[Extract]:
As title agents we are constantly reviewing a seller’s chain of title to determine what matters will affect the new buyer. Have you ever wondered if you really need title insurance? Your home may be new to you, but every property has a history behind it. When we search the title documents for our buyers, we uncover defects linked to that property. Title insurance protects the buyer against those defects and makes sure they are satisfied or as we call it “cleared’’ before the new owner gets to closing.
Every single transaction starts at with a title search and ends at the closing table, but what happens in the middle can be drastically different. We have the same goal to get every file to the table on time, but the route we take to get there is never the same as the last. There are many title issues that may come up when doing a search and I will name four of the most common things that affect title and settlement:
When a person dies, the ownership of that person’s home will pass on to their heirs or next of kin. It is vitally important to have a will in place is because having this will name who the executor of the estate should be so that they have the authority to handle those estate matters. An estate can trigger many questions when it is being sold, for example: Was the person married? Did they have a will? Was the Estate probated properly? Was an executor appointed? The answers to these questions will determine the next course of action for the title agent to take in clearing the file for closing.
Anytime that a property is foreclosed on, the title company must examine the foreclosure proceedings. We are mainly checking the bank’s foreclosure process by pulling the legal documents from the state. With this we can be sure that the parties were served properly and that any open liens and judgments have been satisfied. Although most foreclosures are straightforward, the due diligence of examining each one is crucial to determining closing status for a buyer.
Title matters come in all shapes and sizes - divorce is one item that can never be ignored. If sellers have divorced, there is usually a household property that was handled at the time. Perhaps one spouse stayed in the house and the other moved out. We often see a refinance transaction with divorce as a way to settle between spouses if one needs to buy out the other. We will look to examine the property settlement agreement and ensure the appropriate party is authorized to finance or sell the home.
COVID-19 has distressed many homeowners around the world. In uncertain economic times, bankruptcy filings often rise amongst property owners. Some turn to bankruptcy as an outlet to save their homes from foreclosure, vehicles from repossession or keep paychecks from being garnished. As for title matters, we always check if a seller is in active bankruptcy because this filing would place an automatic stay on the property. Simply by filing, the property now cannot be sold, transferred, refinanced, etc. without approvals from their trustee. This can completely disrupt the sale of a home if open bankruptcies exist.

[Directions]:
Reproduce the passage of the title insurance text from "Title matters come" to "sell the home.".

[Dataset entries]
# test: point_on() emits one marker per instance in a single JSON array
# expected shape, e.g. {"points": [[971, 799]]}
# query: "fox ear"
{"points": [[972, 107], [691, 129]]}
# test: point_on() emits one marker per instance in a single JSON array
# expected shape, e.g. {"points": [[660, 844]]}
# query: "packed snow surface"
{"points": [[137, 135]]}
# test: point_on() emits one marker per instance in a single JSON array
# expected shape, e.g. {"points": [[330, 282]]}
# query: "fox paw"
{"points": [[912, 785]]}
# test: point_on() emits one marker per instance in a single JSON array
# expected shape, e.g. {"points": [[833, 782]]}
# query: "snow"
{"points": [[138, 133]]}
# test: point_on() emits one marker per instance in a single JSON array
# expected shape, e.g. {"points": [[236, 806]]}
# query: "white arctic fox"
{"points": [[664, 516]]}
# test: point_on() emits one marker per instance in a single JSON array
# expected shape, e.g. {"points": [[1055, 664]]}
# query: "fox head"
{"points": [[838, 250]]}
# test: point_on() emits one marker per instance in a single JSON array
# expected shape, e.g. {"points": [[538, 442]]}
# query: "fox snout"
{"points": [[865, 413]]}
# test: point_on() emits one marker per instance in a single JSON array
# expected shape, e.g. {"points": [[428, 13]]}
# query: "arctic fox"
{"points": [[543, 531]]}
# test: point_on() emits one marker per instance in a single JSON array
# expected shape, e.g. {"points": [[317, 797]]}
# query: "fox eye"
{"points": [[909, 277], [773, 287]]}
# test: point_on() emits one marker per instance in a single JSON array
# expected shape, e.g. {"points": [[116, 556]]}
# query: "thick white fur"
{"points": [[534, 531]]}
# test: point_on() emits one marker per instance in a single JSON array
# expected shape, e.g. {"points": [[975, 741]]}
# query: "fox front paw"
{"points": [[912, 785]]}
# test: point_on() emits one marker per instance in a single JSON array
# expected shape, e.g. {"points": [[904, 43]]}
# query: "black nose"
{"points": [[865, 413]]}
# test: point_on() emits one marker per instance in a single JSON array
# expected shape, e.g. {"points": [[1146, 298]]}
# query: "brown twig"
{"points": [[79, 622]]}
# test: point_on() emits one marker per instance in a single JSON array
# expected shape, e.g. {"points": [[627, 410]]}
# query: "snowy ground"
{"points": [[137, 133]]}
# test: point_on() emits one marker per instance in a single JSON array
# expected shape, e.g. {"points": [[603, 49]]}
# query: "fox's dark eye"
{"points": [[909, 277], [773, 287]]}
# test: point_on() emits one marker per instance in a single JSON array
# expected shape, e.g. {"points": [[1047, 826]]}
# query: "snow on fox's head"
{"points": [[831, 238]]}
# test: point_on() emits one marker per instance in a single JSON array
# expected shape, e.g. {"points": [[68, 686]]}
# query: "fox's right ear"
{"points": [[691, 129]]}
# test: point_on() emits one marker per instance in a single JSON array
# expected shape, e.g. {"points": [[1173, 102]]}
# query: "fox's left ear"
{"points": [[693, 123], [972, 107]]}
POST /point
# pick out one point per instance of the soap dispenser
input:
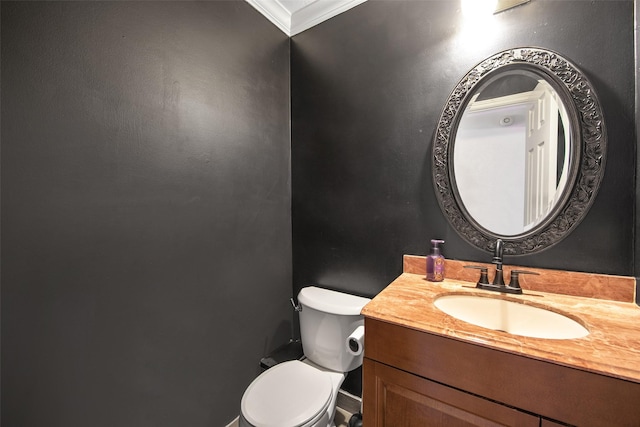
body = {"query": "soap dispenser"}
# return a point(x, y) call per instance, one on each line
point(435, 262)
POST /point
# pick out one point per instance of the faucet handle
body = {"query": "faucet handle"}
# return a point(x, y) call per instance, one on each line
point(515, 282)
point(484, 279)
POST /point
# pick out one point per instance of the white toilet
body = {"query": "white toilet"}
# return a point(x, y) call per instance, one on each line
point(303, 393)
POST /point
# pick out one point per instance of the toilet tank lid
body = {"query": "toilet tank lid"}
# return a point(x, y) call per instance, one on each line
point(332, 302)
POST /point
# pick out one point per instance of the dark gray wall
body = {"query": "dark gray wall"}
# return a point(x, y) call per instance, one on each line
point(367, 90)
point(146, 228)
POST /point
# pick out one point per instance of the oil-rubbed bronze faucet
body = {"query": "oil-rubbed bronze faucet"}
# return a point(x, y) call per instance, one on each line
point(498, 284)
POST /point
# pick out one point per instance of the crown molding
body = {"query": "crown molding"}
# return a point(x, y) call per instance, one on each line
point(274, 12)
point(303, 18)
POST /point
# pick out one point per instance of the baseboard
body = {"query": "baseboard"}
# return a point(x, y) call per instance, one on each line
point(349, 402)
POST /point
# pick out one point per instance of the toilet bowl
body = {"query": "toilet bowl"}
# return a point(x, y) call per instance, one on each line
point(291, 394)
point(304, 393)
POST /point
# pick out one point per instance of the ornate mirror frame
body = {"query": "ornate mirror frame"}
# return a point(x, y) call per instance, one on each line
point(588, 135)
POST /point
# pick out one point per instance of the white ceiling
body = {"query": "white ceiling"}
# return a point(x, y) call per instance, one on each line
point(295, 16)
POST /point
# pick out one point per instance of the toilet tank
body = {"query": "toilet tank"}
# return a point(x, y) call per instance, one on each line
point(327, 319)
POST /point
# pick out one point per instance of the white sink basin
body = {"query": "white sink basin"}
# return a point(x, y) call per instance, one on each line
point(512, 317)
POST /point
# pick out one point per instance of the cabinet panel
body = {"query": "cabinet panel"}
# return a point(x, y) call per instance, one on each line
point(553, 391)
point(394, 398)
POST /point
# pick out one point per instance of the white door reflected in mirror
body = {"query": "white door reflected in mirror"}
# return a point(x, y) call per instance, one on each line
point(511, 156)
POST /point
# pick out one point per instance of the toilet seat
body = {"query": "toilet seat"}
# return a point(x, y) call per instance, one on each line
point(289, 394)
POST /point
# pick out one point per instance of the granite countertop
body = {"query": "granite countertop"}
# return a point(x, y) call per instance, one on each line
point(612, 347)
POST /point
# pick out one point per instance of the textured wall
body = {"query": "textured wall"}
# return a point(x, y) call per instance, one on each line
point(367, 90)
point(146, 243)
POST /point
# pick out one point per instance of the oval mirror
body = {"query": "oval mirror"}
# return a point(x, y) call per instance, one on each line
point(519, 151)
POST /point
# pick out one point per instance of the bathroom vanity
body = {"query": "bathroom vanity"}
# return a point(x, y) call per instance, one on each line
point(423, 367)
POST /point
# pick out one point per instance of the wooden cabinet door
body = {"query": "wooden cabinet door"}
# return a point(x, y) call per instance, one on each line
point(394, 398)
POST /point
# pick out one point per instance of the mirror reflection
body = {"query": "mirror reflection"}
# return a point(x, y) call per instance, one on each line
point(511, 155)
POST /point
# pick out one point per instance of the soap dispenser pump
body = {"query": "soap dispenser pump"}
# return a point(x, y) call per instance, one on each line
point(435, 262)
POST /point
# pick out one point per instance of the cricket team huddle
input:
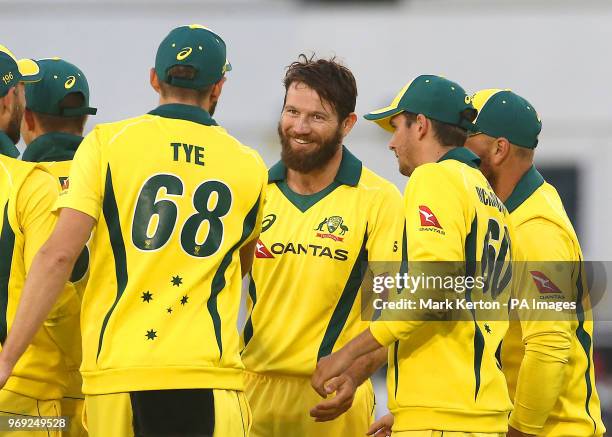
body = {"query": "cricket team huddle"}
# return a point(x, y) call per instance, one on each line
point(123, 253)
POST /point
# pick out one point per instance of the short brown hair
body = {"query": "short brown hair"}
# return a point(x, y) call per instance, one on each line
point(56, 123)
point(332, 81)
point(448, 135)
point(182, 72)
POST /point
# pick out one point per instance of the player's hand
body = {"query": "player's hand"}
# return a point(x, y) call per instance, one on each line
point(382, 427)
point(329, 409)
point(512, 432)
point(328, 368)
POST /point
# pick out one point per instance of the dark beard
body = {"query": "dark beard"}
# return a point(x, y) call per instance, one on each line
point(307, 162)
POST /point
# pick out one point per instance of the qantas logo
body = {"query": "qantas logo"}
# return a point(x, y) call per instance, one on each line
point(261, 251)
point(428, 218)
point(65, 183)
point(544, 284)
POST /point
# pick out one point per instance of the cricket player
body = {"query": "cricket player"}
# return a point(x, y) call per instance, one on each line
point(27, 194)
point(548, 364)
point(176, 204)
point(443, 375)
point(326, 217)
point(56, 109)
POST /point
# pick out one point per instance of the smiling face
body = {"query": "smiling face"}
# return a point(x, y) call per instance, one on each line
point(309, 130)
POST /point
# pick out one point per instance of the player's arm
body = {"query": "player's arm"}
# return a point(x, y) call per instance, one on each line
point(429, 187)
point(53, 263)
point(547, 342)
point(46, 278)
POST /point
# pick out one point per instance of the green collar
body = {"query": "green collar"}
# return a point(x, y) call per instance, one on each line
point(462, 154)
point(53, 146)
point(7, 147)
point(349, 172)
point(184, 112)
point(531, 181)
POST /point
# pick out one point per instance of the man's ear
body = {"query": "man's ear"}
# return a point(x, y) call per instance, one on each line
point(6, 102)
point(154, 80)
point(423, 126)
point(501, 151)
point(348, 123)
point(29, 121)
point(216, 90)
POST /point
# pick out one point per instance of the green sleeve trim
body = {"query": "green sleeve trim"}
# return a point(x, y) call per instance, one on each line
point(586, 343)
point(248, 327)
point(7, 247)
point(396, 366)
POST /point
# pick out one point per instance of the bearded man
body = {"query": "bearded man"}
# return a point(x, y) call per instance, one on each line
point(325, 217)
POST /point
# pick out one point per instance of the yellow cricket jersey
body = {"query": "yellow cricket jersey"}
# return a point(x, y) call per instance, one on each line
point(55, 150)
point(310, 261)
point(444, 375)
point(27, 194)
point(553, 383)
point(175, 197)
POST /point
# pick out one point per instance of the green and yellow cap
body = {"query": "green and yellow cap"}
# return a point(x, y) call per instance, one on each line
point(13, 71)
point(59, 78)
point(502, 113)
point(195, 46)
point(433, 96)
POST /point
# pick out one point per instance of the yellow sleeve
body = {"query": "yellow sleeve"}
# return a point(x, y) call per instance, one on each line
point(85, 185)
point(431, 187)
point(34, 205)
point(547, 343)
point(385, 227)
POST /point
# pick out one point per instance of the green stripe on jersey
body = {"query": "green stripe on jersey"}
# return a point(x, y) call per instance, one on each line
point(111, 216)
point(346, 301)
point(218, 282)
point(7, 246)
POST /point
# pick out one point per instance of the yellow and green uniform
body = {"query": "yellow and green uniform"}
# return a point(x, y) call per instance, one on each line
point(175, 197)
point(304, 292)
point(444, 375)
point(549, 364)
point(27, 194)
point(56, 151)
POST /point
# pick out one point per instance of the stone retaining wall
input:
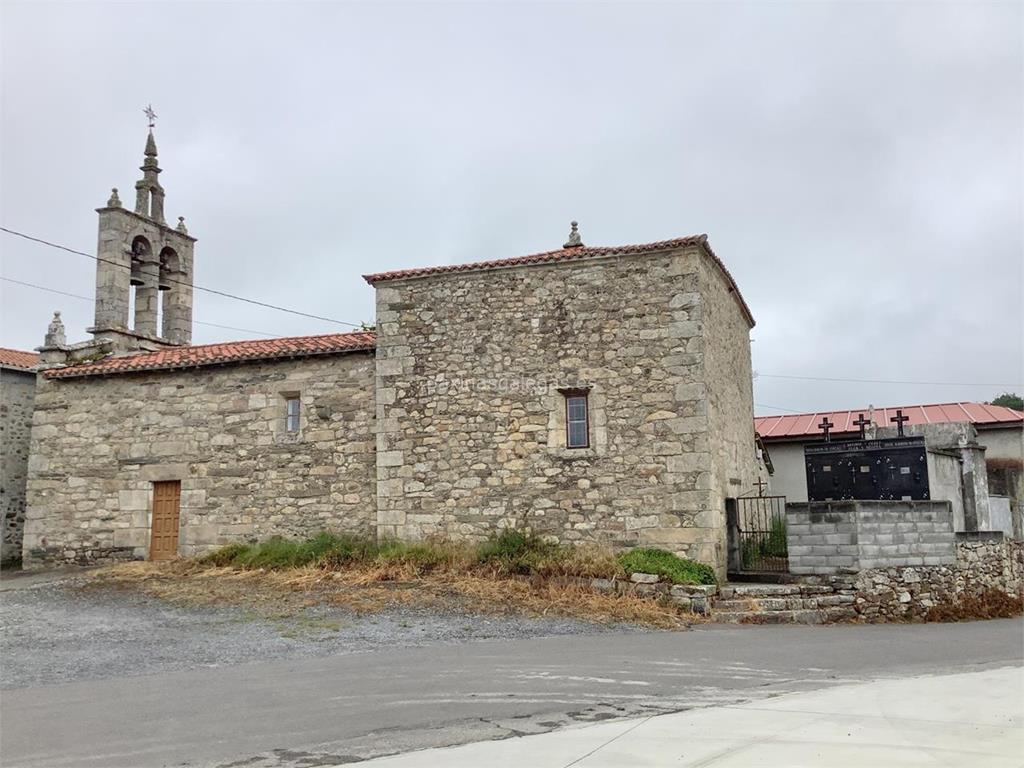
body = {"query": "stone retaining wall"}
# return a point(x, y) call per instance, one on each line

[Solution to this task]:
Title matters come in all shapes and sizes - divorce is one item that can never be ignored. If sellers have divorced, there is usually a household property that was handled at the time. Perhaps one spouse stayed in the house and the other moved out. We often see a refinance transaction with divorce as a way to settle between spouses if one needs to buy out the other. We will look to examine the property settlement agreement and ensure the appropriate party is authorized to finance or sell the home.